Without omission or alteration, write out all of the data.

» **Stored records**
————
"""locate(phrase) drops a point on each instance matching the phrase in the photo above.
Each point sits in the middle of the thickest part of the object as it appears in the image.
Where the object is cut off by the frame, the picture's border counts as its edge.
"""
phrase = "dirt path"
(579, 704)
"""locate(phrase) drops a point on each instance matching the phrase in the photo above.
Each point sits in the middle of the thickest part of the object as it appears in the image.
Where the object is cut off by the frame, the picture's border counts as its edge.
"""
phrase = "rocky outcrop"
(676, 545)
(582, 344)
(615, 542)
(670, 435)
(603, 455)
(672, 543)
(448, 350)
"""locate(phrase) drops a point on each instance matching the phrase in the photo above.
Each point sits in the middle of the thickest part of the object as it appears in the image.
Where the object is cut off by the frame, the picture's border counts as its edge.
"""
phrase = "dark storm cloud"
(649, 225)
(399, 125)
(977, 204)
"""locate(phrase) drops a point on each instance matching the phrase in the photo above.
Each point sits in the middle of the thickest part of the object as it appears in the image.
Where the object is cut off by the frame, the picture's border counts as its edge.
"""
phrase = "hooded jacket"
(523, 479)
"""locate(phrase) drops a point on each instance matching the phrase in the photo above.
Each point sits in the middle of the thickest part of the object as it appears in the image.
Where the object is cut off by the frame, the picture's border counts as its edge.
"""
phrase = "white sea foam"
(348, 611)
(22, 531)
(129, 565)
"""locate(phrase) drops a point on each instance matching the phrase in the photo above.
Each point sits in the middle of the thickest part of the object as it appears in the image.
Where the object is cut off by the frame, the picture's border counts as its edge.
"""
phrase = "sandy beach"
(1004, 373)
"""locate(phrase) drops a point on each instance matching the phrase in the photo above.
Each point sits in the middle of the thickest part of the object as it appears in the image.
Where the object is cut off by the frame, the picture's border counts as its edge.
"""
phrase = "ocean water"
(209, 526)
————
» **Final answer**
"""locate(phrase) drops a point on each instance matching the phrase in the photo above.
Each point sits in the middle of the thickest part of the object as it appears in the image.
Where the object is cut off by the frame, the picture's border counts as its edge.
"""
phrase = "dirt path"
(579, 704)
"""locate(phrase) drops a point on each instance matching the phrase in the photo above.
Each point sits in the middle of the thickest part of the object as it appears in the image.
Where the object is cut off by the frame, the picture's border counts as its edge.
"""
phrase = "rocky outcrop"
(676, 545)
(582, 344)
(615, 542)
(670, 435)
(603, 455)
(672, 543)
(448, 350)
"""locate(phrase) drops a point on each instance matching the phrase in the photo above.
Each point sits in the middle of the thickest part of the object as it appears in the image.
Where the object is cut off by the frame, the picture's border counts as its edge.
"""
phrase = "dark storm cloud"
(649, 225)
(399, 125)
(977, 204)
"""locate(phrase) drops a point on each instance matching the phrase in the photo above.
Each point sits in the middle of the thickest part of the object as it appears in the image.
Where the object is cut off by the frame, the picture's border counts as its edge.
"""
phrase = "hooded jacket"
(523, 479)
"""locate(phrase) drops a point on each instance matching the phrase in the photo above.
Each point sits in the middle of the thickest part of the object as it appears in the image.
Where the object is cut off by the frame, the picture's border counts as its edge.
"""
phrase = "white sea foam"
(348, 611)
(22, 531)
(129, 565)
"""locate(phrase) drops a point on each instance matching the phrase in the photo above.
Each point sits in the middle of the thickest part of the object as it appears in the image.
Where the object is cut off by the frame, the picture's border counts as its edge.
"""
phrase = "sandy beach"
(1004, 373)
"""locate(phrase) drops a point on each instance matching the phrase in the photo above.
Each point sits in the middle of the thickest part of the object as it appears in the image.
Where the object is cut off by the frame, the picture's border counts as its edge.
"""
phrase = "ocean water"
(209, 526)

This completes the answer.